*Directions for this task*. From the first line to the last, restate the data exactly, leaving out the images.

*Task inputs*.
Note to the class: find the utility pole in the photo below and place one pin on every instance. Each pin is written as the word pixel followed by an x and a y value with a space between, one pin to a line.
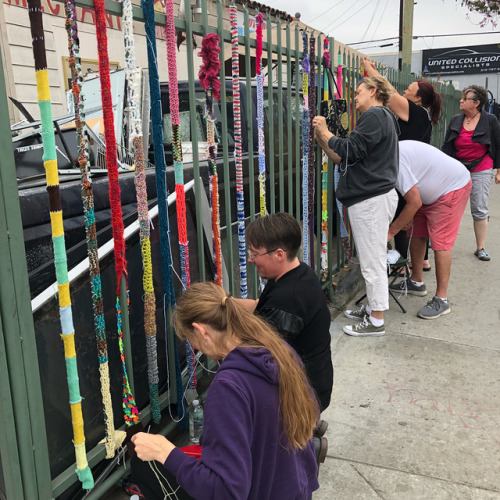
pixel 405 33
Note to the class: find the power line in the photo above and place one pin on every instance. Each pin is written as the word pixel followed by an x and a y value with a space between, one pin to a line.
pixel 423 36
pixel 324 12
pixel 345 20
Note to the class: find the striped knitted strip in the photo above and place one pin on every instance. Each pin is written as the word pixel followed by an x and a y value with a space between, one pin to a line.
pixel 324 173
pixel 56 217
pixel 130 411
pixel 161 190
pixel 208 79
pixel 240 201
pixel 135 122
pixel 173 87
pixel 260 117
pixel 90 228
pixel 305 150
pixel 312 114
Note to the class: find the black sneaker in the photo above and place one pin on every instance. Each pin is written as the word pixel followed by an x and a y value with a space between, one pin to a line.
pixel 409 287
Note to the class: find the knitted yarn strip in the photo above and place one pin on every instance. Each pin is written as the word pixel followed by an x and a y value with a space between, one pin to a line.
pixel 179 171
pixel 305 150
pixel 135 122
pixel 324 174
pixel 130 411
pixel 56 217
pixel 312 111
pixel 260 117
pixel 240 202
pixel 209 80
pixel 90 229
pixel 161 190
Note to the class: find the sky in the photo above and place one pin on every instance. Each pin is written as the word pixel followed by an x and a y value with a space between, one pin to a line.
pixel 351 21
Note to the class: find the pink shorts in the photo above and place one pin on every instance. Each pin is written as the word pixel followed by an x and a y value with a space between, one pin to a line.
pixel 441 220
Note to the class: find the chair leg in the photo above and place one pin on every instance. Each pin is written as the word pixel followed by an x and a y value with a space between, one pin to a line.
pixel 360 299
pixel 397 301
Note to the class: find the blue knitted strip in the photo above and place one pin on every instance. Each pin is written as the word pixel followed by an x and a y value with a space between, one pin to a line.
pixel 161 188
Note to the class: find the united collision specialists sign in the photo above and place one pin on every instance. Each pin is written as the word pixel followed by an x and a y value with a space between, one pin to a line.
pixel 461 61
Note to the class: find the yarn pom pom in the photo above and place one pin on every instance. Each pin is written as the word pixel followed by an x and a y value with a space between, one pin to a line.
pixel 211 65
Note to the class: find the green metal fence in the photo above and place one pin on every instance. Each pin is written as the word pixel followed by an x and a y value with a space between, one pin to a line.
pixel 23 444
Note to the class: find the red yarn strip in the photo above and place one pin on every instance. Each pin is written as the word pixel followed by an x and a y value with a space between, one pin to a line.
pixel 211 65
pixel 109 134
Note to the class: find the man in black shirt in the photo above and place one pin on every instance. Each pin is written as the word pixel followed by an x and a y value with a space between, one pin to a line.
pixel 292 300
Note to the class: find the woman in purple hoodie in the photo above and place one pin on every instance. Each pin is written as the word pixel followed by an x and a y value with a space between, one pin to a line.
pixel 259 413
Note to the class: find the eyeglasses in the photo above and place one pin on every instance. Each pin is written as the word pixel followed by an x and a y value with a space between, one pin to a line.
pixel 252 257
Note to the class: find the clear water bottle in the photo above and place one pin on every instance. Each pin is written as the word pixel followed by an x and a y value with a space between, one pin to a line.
pixel 195 422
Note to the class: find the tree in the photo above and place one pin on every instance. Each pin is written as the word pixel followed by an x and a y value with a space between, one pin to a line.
pixel 489 8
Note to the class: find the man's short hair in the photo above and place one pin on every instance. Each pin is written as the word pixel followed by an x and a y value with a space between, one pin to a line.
pixel 274 231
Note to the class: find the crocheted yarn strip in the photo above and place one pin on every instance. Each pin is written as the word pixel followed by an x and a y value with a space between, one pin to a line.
pixel 161 190
pixel 178 170
pixel 56 217
pixel 209 80
pixel 260 117
pixel 312 114
pixel 130 411
pixel 135 123
pixel 90 229
pixel 324 174
pixel 240 201
pixel 305 150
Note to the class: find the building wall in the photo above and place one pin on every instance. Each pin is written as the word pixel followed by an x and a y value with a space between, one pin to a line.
pixel 490 81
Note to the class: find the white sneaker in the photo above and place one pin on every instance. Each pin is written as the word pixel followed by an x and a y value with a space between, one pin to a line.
pixel 364 329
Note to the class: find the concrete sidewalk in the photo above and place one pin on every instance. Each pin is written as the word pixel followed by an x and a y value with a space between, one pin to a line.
pixel 416 414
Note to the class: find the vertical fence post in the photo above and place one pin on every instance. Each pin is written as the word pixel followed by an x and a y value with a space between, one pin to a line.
pixel 23 442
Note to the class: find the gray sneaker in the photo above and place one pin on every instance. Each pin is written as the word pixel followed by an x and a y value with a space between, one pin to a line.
pixel 434 308
pixel 364 329
pixel 409 287
pixel 358 314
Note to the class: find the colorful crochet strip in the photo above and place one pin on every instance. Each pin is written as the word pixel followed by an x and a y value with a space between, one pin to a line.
pixel 305 151
pixel 338 94
pixel 209 80
pixel 130 411
pixel 312 114
pixel 135 121
pixel 56 217
pixel 88 210
pixel 240 202
pixel 173 87
pixel 260 116
pixel 161 190
pixel 324 174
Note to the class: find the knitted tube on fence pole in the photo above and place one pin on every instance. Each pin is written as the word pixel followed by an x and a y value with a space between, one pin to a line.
pixel 305 151
pixel 312 114
pixel 240 200
pixel 260 116
pixel 324 173
pixel 112 438
pixel 135 136
pixel 209 80
pixel 130 411
pixel 173 87
pixel 161 190
pixel 56 218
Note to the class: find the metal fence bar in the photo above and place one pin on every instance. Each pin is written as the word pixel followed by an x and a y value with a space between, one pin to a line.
pixel 23 441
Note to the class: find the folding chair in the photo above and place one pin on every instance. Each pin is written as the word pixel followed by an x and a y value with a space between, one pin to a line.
pixel 394 273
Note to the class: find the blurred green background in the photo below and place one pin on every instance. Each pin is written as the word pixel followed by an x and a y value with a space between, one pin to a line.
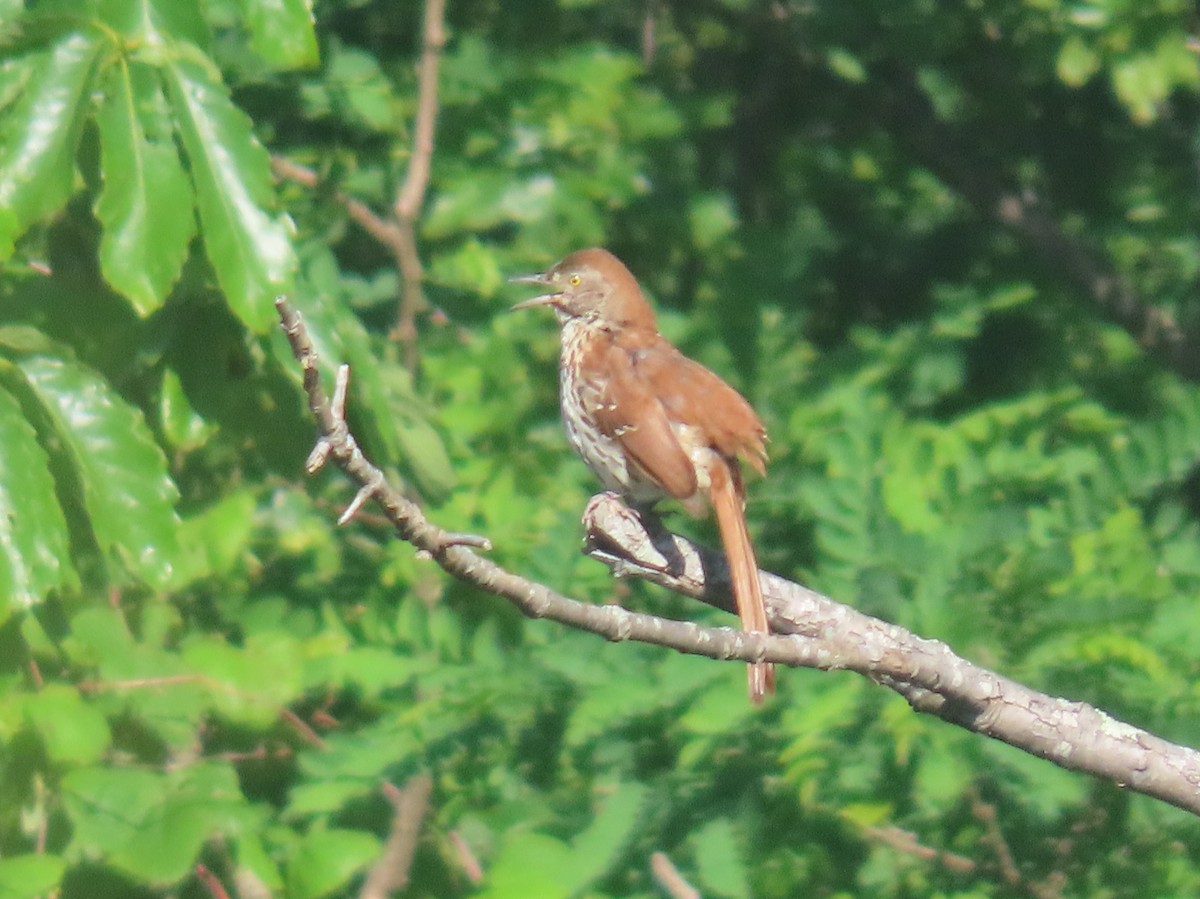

*Task result*.
Note to the class: find the utility pole in the photo below and place one pin on every instance. Each pin is written as the word pixel followed by an x and a y value with a space between, one pin to a line.
pixel 405 33
Note to the class: find the power line in the photo above and place one pin on every instance. Each pin is written as the word pixel followed by an x and a y value with a space between, one pin to a line.
pixel 423 36
pixel 324 12
pixel 345 20
Note to the class: find the striped knitted strip in the photo above and place one pin on every instance. Each pin is written as the word pixel followed by an x and a y value with a space between, one pin to a line.
pixel 324 173
pixel 56 217
pixel 130 411
pixel 161 190
pixel 208 79
pixel 240 201
pixel 135 122
pixel 173 87
pixel 260 117
pixel 90 228
pixel 305 150
pixel 312 114
Note to the class: find the black sneaker in the photo above and place one pin on every instance. Each pin is written as the word pixel followed by an x and a y value with a space between, one pin to a line.
pixel 409 287
Note to the class: find the knitted yarn strip in the photo above and place one pin on every instance. Each pin is written as the word pixel followed by an x and a y value with a space between, one pin to a line.
pixel 179 171
pixel 305 150
pixel 135 122
pixel 324 174
pixel 130 411
pixel 56 217
pixel 312 111
pixel 260 117
pixel 240 202
pixel 209 80
pixel 90 229
pixel 161 190
Note to the class: find the sky in the photo above and place one pin on every instance. Each pin is written as the word pixel followed by an x and a y value with a space between, one pin to a line.
pixel 351 21
Note to the class: find the pink shorts in the photo above and place one pin on every instance. Each pin is written as the word pixel followed by an x and a y value with a space between, one pin to a line.
pixel 441 220
Note to the class: find the chair leg in the photo above and place one pin on every instance. Each pin is written as the word pixel followed by an x and a y value with a space between, one pin to a line.
pixel 360 299
pixel 397 301
Note to the class: find the blue knitted strip in the photo above and place one pin on every instance. Each pin is written as the word pixel followed by an x and a y value with a space between, one pin to a line.
pixel 161 188
Note to the class: find the united collision specialists sign in the photo above and place one pin on every instance. Each pin is written as the word pixel followed by an x and a y value with a space between, one pin to a line.
pixel 461 61
Note to the class: find the yarn pom pom in the photo above and place one pin on every instance. Each pin is written as the word pixel followed by an x and a y value with a space between, one pin to a line.
pixel 211 65
Note to the class: find the green metal fence in the photo above and place one pin on every instance. Each pin is written as the word pixel followed by an x and a y value with a space between, one pin to a line.
pixel 23 444
Note to the class: find the red yarn strip in the photo above and place one pin on every instance. Each pin is written as the word pixel followed by an x and a y value with a space between, one pin to a line.
pixel 211 65
pixel 109 134
Note to the class: find the man in black shirt in the photo above and place one pin on every instance. Each pin is written as the word pixel followed by an x and a y value with a space between, one pin to a line.
pixel 292 300
Note to the class: find the woman in purple hoodie in the photo above and place one pin on every instance. Each pin is written as the word pixel followed by an x and a y value with a space between, one pin to a line.
pixel 259 413
Note to the class: find the eyeglasses in the photo above and place one pin on every instance. Each pin is written as the word pixel followed by an x and a y value with a space between, one pin to a line.
pixel 252 257
Note to the class: find the clear water bottle in the photo above and place one pin on every instance. Each pin is written as the word pixel followed by an x and a y value with a space between, one pin to a line.
pixel 195 422
Note to the class: find the tree in the photo above and place one pin on every instance. Each pin is written as the word pixel followed by an x and a y value with a space between, one pin to a line.
pixel 489 8
Note to the class: find the man's short hair in the photo above and place one pin on every instance. Each pin is written as the word pixel followed by an x and a y value with a space between, one pin to a line.
pixel 274 231
Note to the class: find the crocheted yarn strip in the photo above and place one pin on every instance. Each pin is written as the word pixel followed by an x and a y value with a space between, one pin to a line.
pixel 161 190
pixel 178 170
pixel 56 217
pixel 209 80
pixel 260 117
pixel 312 114
pixel 130 411
pixel 135 123
pixel 90 229
pixel 324 174
pixel 240 201
pixel 305 150
Note to the class: find the building wall in the photo above and place one pin on every instance. Each pin is written as the word pixel followed by an x and a y value with a space between, one pin to a line.
pixel 490 81
Note to the class: find the white sneaker in the photo above and place one pin on every instance. Each pin is written as the word pixel followed by an x and a y value with a space between, one pin to a line.
pixel 364 329
Note to the class: find the concrete sidewalk in the photo above and place one pin on every instance. Each pin is written as the word pixel followed by an x and a y value with a space between, one pin to a line.
pixel 416 414
Note to the class: find the vertical fence post in the photo above and place one pin on every instance. Each pin is written as the word pixel followed by an x and a y value with a space between, one pin to a line.
pixel 23 442
Note to the class: find the gray sneaker in the photo above and place one pin on every instance. Each pin is written as the word pixel followed by an x and a y value with a space between, one pin to a line.
pixel 434 308
pixel 364 329
pixel 409 287
pixel 358 314
Note to the class: find the colorful crochet strip in the photo above and place one pin on every instance. Each pin is written as the word pixel followed by an x and a y value with a space between, one pin to a line.
pixel 305 151
pixel 338 94
pixel 209 80
pixel 130 411
pixel 312 114
pixel 135 121
pixel 56 217
pixel 88 210
pixel 240 202
pixel 173 87
pixel 260 116
pixel 161 190
pixel 324 174
Note to the class: find the knitted tube on fence pole in the photo above and place one pin on every instance. Each pin is written as the word pixel followed by an x and a y value with a space between, one pin to a line.
pixel 305 151
pixel 312 114
pixel 240 200
pixel 260 116
pixel 324 173
pixel 112 438
pixel 135 136
pixel 209 80
pixel 130 411
pixel 173 87
pixel 161 190
pixel 56 218
Note to the class: find the metal fence bar in the photo above and place one pin on every instance. Each pin is written as the word pixel followed by an x and a y value with a space between, one pin to a line.
pixel 23 441
Note to the class: find the folding chair in the photo above and place one pin on every instance. Each pin is written as the word pixel followed by an x and a y value with a space between, one pin to a line.
pixel 394 273
Note to the class: find the blurred green background in the photo below and place one pin on every instance. Each pin is written as the word pixel followed by an x and a y value with a space between, one pin to a line.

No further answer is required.